### Image-grounded pointing data
^^^^^^^^^^^^^^^^

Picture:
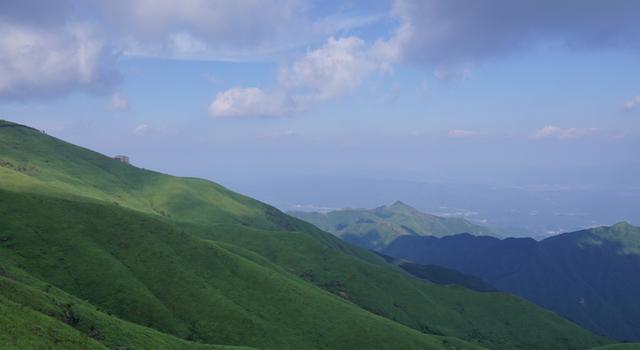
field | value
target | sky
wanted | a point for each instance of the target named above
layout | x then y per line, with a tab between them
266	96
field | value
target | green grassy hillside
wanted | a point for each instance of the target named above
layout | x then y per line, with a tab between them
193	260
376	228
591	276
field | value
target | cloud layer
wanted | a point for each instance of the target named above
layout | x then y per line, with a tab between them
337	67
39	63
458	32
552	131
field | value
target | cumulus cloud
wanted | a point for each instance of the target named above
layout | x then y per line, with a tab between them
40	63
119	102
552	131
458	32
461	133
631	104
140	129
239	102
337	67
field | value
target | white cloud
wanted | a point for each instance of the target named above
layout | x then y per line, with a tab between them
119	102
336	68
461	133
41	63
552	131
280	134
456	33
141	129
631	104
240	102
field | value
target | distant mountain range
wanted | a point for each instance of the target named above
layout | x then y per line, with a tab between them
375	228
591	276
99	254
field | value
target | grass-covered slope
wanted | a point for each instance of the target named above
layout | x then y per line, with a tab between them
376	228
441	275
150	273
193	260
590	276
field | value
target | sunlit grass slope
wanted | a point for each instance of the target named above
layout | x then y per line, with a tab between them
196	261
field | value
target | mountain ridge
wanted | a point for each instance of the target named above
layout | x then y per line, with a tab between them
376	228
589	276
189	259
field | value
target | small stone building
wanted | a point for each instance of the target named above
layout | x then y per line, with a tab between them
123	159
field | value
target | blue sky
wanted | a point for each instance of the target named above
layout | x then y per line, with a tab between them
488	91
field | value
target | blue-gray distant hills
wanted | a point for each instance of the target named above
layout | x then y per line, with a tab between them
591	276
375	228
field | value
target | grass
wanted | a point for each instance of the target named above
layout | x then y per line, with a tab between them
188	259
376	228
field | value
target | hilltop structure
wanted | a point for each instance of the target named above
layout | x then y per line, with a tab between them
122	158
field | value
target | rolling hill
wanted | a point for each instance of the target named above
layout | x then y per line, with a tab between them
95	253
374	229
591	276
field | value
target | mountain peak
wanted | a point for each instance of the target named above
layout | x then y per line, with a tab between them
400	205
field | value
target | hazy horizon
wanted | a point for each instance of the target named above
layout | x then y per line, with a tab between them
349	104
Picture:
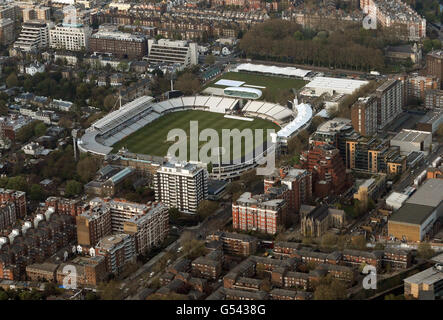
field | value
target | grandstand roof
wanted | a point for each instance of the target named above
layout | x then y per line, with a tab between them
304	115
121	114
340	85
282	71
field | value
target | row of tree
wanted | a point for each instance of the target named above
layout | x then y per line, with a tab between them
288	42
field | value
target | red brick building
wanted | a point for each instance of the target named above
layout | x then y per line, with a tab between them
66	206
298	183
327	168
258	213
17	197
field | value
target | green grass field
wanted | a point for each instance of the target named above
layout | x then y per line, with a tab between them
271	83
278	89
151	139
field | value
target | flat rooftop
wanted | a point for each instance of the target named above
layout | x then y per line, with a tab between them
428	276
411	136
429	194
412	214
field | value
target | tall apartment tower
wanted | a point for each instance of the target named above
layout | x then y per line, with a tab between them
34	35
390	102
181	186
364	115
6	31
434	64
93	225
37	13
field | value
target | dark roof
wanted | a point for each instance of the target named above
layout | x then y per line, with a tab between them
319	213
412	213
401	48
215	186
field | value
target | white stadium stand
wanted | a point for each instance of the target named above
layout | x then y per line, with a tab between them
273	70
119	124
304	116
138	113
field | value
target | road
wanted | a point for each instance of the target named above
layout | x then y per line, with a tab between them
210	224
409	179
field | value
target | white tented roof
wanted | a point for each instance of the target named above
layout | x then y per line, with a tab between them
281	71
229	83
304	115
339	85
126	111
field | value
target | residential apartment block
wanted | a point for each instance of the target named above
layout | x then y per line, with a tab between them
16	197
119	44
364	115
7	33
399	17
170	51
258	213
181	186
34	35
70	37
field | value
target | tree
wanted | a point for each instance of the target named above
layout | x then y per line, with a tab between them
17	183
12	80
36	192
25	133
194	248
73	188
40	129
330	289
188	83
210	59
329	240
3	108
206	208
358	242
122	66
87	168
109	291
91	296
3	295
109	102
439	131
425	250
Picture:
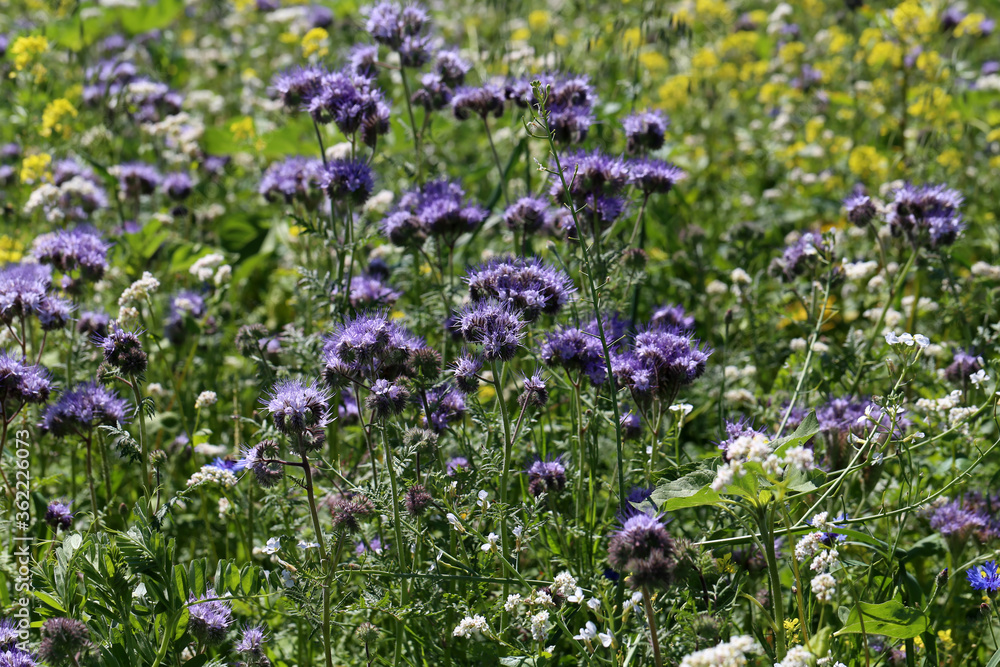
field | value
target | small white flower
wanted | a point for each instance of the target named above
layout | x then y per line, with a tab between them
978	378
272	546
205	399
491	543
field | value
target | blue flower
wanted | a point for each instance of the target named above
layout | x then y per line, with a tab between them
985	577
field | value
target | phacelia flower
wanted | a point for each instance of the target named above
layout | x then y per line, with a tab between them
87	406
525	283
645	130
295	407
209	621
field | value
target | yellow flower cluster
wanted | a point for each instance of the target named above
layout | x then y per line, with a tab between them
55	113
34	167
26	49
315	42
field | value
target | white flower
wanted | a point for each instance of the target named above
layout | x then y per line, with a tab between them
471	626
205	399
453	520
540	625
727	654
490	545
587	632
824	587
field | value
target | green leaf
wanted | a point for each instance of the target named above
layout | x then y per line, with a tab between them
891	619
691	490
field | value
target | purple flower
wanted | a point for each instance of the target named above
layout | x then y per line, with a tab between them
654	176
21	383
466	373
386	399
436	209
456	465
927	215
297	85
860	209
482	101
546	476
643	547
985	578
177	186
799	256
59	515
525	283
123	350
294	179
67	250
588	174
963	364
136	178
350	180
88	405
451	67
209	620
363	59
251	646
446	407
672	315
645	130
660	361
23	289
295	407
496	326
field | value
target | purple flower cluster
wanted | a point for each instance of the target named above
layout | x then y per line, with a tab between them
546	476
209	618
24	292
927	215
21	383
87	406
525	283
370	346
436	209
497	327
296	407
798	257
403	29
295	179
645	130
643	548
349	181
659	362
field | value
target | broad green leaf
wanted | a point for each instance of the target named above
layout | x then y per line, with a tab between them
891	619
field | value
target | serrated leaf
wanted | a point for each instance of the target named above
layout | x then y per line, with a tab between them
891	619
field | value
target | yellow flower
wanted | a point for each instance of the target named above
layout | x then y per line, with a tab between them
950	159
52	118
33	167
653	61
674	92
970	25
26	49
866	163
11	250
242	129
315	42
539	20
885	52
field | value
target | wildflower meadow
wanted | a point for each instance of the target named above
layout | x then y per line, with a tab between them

^^^^^^^^^^^^^^^^

The result should be an exact copy of every entry above, with no pictures included.

### Solution below
Picture:
field | value
target | sky
wanted | a point for each instance of the target named above
layout | x then y per line, with a tab between them
266	96
field | value
target | green grassy hillside
wanted | a point for each instance of the target named above
layout | x then y per line, with a tab between them
193	260
376	228
591	276
field | value
target | cloud layer
wanted | a point for each instance of the target named above
layout | x then y per line, with a tab between them
337	67
39	63
458	32
552	131
field | value
target | cumulus cloud
wanted | a point for each instance of the target named above
layout | x then y per line, with a tab between them
40	63
119	102
552	131
458	32
461	133
631	104
140	129
239	102
337	67
field | value
target | white cloud
wanted | a point for each instance of the target named above
layout | x then y per line, with a tab between them
119	102
336	68
461	133
41	63
552	131
280	134
456	33
141	129
631	104
240	102
field | value
target | distant mountain range
wanted | a point for each instance of the target named above
layout | x then y per line, with a tab between them
375	228
591	276
99	254
field | value
target | grass-covered slope
wanted | a point for each instance of the target named above
layout | x then y per line, with a tab between them
376	228
441	275
150	273
193	260
590	276
field | value
target | sunlit grass slope
wanted | a point for each instance of the target named above
layout | x then y per line, with a tab between them
196	261
field | value
target | mountain ridge
wanted | a point for each instance of the target named above
layout | x then y per line, with a tab between them
376	228
589	276
189	259
field | value
target | small stone building
wanted | a point for each instance of the target named above
layout | x then y per line, with a tab between them
123	159
field | value
target | blue sky
wanted | a point for each instance of the target named above
layout | x then y per line, with a tab between them
488	91
field | value
target | blue-gray distant hills
wanted | a point for each instance of the target named above
layout | x then y per line, with a tab between them
591	276
375	228
field | value
target | grass
wanted | a point for each instance of the target named above
layout | x then y per line, with a tab between them
188	259
376	228
field | value
target | hilltop structure
wanted | a point for each instance of the target named above
layout | x then y per line, with a tab between them
122	158
field | value
target | rolling hill
wanted | a point for each instance of the target named above
layout | x then y per line, with a tab between them
95	253
374	229
591	276
field | value
target | mountain peak
wanted | a point for each instance of the target named above
layout | x then y per line, with a tab between them
400	205
field | value
target | hazy horizon
wanted | a point for each instance of the target named above
layout | x then y per line, with a tab between them
349	104
Picture:
field | value
target | grandstand roof
wanted | a point for each instance of the target named above
layout | x then y per line, with a tab between them
304	115
121	114
340	85
282	71
field | value
target | row of tree
wanted | a point for each instance of the target named above
layout | x then y per line, with a tab between them
288	42
field | value
target | red brick building
wanted | a point for each instance of the target named above
layout | x then y per line, with a tab between them
66	206
298	183
327	168
258	213
17	197
field | value
target | green grass field
wanted | a point for each instance of the target named above
layout | x then y per line, with a tab between them
271	83
278	89
151	139
field | value
target | flat rooftop
wanted | a point for each instance of the target named above
layout | x then y per line, with a tab between them
428	276
411	136
429	194
412	214
field | value
target | tall apartment tower
wanted | a point for each instance of the target named above
layout | x then y per line, with a tab between them
34	35
390	102
181	186
364	115
6	31
434	64
93	225
37	13
field | value
target | dark roof
wanted | a point for each instance of the target named above
layout | x then y per line, with a tab between them
319	213
412	213
401	48
215	186
field | value
target | white stadium stand
wanted | a point for each instance of the target named above
layout | x then y per line, with a tab between them
273	70
119	124
304	116
138	113
field | value
target | road
wanted | a point for each instance of the target named above
layout | x then y per line, with a tab between them
210	224
409	179
field | value
target | white tented roof
wanted | a point for each instance of the target named above
layout | x then y per line, with a tab between them
281	71
229	83
304	115
339	85
126	111
field | value
target | residential apartment block
wanted | a point for each instance of the target named above
layout | x then y per line, with a tab between them
16	197
119	44
364	115
7	33
399	17
170	51
258	213
181	186
34	35
70	37
field | value
target | tree
wanted | a point for each instance of the target named above
layout | x then y per line, with a tab between them
17	183
12	80
36	192
25	133
194	248
73	188
40	129
330	289
188	83
210	59
329	240
3	108
206	208
358	242
122	66
87	168
109	291
91	296
3	295
109	102
439	131
425	250
Picture:
field | value
target | small white flower
wanted | a point for each instance of the target named above
layout | x then y per line, with a tab between them
978	378
272	546
205	399
491	543
field | value
target | blue flower
wanted | a point for each instance of the target named above
layout | x then y per line, with a tab between them
985	577
field | value
target | phacelia flower
wanted | a point for each instance of the target named above
layout | x then y per line, with a tab between them
87	406
525	283
645	130
295	407
209	621
field | value
target | yellow flower cluster
wanted | a point for each instance of the target named above
layout | x then y per line, with a tab between them
55	113
34	167
26	49
315	42
field | value
target | white flower
wanted | a point for each instance of the target named above
layout | x then y per line, with a tab between them
471	626
205	399
453	520
540	625
727	654
490	545
587	632
824	587
field | value
target | green leaf
wanted | a point for each instance of the target named above
layout | x then y per line, with a tab between them
891	619
691	490
field | value
target | purple flower
wanted | a point for each instance of the target named above
layout | x then y per line, with a tab between them
654	176
21	383
466	373
386	399
436	209
456	465
927	215
297	85
860	209
482	101
546	476
643	547
985	578
177	186
799	256
59	515
525	283
123	350
294	179
67	250
588	174
963	364
136	178
350	180
88	405
451	67
209	620
363	59
251	646
446	407
672	315
645	130
660	361
23	289
295	407
496	326
field | value
target | purple flower cluster
wanted | a point for each instance of the target named above
layout | x then y per line, with a tab between them
546	476
209	618
24	292
927	215
21	383
87	406
525	283
370	346
436	209
497	327
296	407
798	257
403	29
295	179
645	130
643	548
349	181
659	362
field | value
target | broad green leaf
wanted | a point for each instance of the target named above
layout | x then y per line, with a tab between them
891	619
field | value
target | serrated leaf
wanted | a point for each instance of the target named above
layout | x then y per line, with a tab between them
891	619
field | value
target | yellow flower
wanted | a point for each instance of the target named above
layout | x then y per line, with a tab between them
950	159
52	118
33	167
653	61
674	92
970	25
26	49
866	163
11	250
242	129
315	42
539	20
885	52
field | value
target | wildflower meadow
wanted | a point for each instance of the target named above
layout | x then y per line, with a tab between them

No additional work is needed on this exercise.